◆ RECORD SET
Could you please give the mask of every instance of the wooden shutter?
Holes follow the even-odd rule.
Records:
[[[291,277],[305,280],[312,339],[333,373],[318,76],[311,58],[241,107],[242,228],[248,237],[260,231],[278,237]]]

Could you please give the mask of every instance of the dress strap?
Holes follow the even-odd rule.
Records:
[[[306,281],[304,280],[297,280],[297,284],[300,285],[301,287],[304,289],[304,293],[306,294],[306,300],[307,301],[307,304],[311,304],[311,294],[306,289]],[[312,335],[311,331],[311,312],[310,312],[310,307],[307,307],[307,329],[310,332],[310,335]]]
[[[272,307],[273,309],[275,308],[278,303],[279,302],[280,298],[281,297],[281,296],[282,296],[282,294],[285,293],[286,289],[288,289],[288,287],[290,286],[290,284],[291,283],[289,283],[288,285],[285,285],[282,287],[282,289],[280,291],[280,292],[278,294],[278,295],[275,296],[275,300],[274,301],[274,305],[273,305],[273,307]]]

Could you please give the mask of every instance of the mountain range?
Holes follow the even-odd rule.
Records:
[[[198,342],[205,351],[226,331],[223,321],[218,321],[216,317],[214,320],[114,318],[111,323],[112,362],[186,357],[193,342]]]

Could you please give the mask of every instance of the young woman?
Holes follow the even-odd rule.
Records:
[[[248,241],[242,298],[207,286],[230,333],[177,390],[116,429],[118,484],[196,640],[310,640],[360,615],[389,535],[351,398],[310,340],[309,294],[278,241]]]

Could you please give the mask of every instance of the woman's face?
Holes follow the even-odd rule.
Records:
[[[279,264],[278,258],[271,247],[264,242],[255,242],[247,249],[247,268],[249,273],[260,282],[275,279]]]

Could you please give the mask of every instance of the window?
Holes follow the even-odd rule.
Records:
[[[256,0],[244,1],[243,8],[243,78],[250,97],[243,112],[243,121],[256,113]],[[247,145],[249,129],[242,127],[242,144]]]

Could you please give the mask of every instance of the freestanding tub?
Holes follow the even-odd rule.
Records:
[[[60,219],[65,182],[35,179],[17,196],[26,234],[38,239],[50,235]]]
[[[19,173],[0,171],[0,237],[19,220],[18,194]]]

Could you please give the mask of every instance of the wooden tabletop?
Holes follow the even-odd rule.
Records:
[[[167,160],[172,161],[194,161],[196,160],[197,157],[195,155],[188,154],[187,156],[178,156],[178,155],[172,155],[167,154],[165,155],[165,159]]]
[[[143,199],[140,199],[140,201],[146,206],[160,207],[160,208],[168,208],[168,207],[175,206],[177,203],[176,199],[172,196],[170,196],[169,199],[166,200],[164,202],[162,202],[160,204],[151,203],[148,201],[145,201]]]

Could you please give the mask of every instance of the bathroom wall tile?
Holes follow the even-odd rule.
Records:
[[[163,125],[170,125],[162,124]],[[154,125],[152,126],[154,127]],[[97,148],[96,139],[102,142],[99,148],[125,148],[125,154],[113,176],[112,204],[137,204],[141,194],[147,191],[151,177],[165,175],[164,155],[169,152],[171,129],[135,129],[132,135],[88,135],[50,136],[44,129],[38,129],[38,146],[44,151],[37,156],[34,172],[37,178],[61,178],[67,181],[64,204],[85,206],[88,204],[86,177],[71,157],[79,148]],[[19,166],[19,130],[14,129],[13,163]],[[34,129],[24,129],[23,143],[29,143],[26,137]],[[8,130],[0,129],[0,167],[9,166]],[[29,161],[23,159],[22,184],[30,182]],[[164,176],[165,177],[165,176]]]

◆ BRIEF
Copy out every line above verbatim, in the same order, with no character changed.

◆ OUTPUT OF THE EXERCISE
Could you please give the mask of every instance of the wooden shutter?
Holes follow the even-odd rule.
Records:
[[[291,277],[305,280],[312,339],[333,373],[318,76],[311,58],[241,107],[242,228],[248,237],[260,231],[278,237]]]

Could you please give the mask of every instance of the dress strap?
Holes follow the even-odd rule.
Records:
[[[306,281],[304,280],[297,280],[297,284],[300,285],[301,287],[304,289],[304,293],[306,294],[306,300],[307,301],[307,304],[311,304],[311,294],[306,289]],[[312,335],[311,331],[311,312],[310,312],[310,307],[307,307],[307,329],[310,332],[310,335]]]
[[[272,307],[273,309],[275,308],[278,303],[279,302],[280,298],[281,297],[281,296],[282,296],[282,294],[285,293],[286,289],[288,289],[288,287],[290,286],[290,284],[291,283],[289,283],[288,285],[285,285],[282,287],[282,289],[280,291],[280,292],[278,294],[278,295],[275,296],[275,300],[274,301],[274,305],[273,305],[273,307]]]

Could you please give the mask of every instance of the mountain range?
Holes follow the even-odd rule.
Records:
[[[198,342],[205,351],[226,331],[223,321],[218,321],[216,317],[214,320],[114,318],[111,323],[112,362],[186,357],[193,342]]]

Could you please give the mask of every instance of the young woman?
Holes follow the even-odd rule.
Records:
[[[248,241],[242,298],[207,286],[230,333],[177,390],[116,429],[118,484],[196,640],[310,640],[360,615],[389,535],[351,398],[310,340],[309,294],[278,241]]]

Could you please give the mask of every instance of the woman's face?
Holes follow the even-odd rule.
Records:
[[[279,264],[278,258],[271,247],[264,242],[255,242],[247,249],[247,268],[249,273],[260,282],[275,279]]]

Could you please give the mask of every instance of the window?
Holes follow the even-odd rule.
Records:
[[[256,0],[244,1],[243,8],[243,78],[250,97],[243,112],[243,121],[256,113]],[[247,145],[249,129],[242,127],[242,144]]]

Could you please give the mask of every instance of the freestanding tub?
Holes follow the even-odd rule.
Records:
[[[60,219],[65,182],[35,179],[17,196],[26,234],[38,239],[50,235]]]
[[[19,173],[0,171],[0,237],[19,220],[18,194]]]

Could you please give the mask of every instance of the wooden tabletop?
Holes follow the even-odd rule.
Records:
[[[167,160],[172,161],[194,161],[196,160],[197,157],[195,155],[188,154],[187,156],[178,156],[178,155],[172,155],[167,154],[165,155],[165,159]]]
[[[143,199],[140,199],[140,201],[146,206],[160,207],[160,208],[168,208],[168,207],[175,206],[177,203],[176,199],[172,196],[170,196],[169,199],[166,200],[164,202],[162,202],[160,204],[151,203],[148,201],[145,201]]]

Could you please give the mask of every instance of the bathroom wall tile?
Holes follow the even-odd rule.
Records:
[[[163,125],[170,125],[162,124]],[[154,125],[152,126],[154,127]],[[97,148],[96,139],[102,142],[99,148],[125,148],[125,154],[113,176],[112,204],[137,204],[141,194],[147,191],[151,177],[165,175],[164,155],[169,152],[171,129],[135,129],[132,135],[88,135],[50,136],[44,129],[38,129],[38,146],[44,151],[37,156],[34,172],[37,178],[61,178],[67,181],[64,204],[85,206],[88,204],[86,177],[71,157],[79,148]],[[19,166],[19,130],[14,129],[13,163]],[[34,129],[24,129],[23,143],[29,143],[26,137]],[[8,130],[0,129],[0,167],[9,166]],[[29,161],[23,159],[22,184],[30,182]],[[164,176],[165,177],[165,176]]]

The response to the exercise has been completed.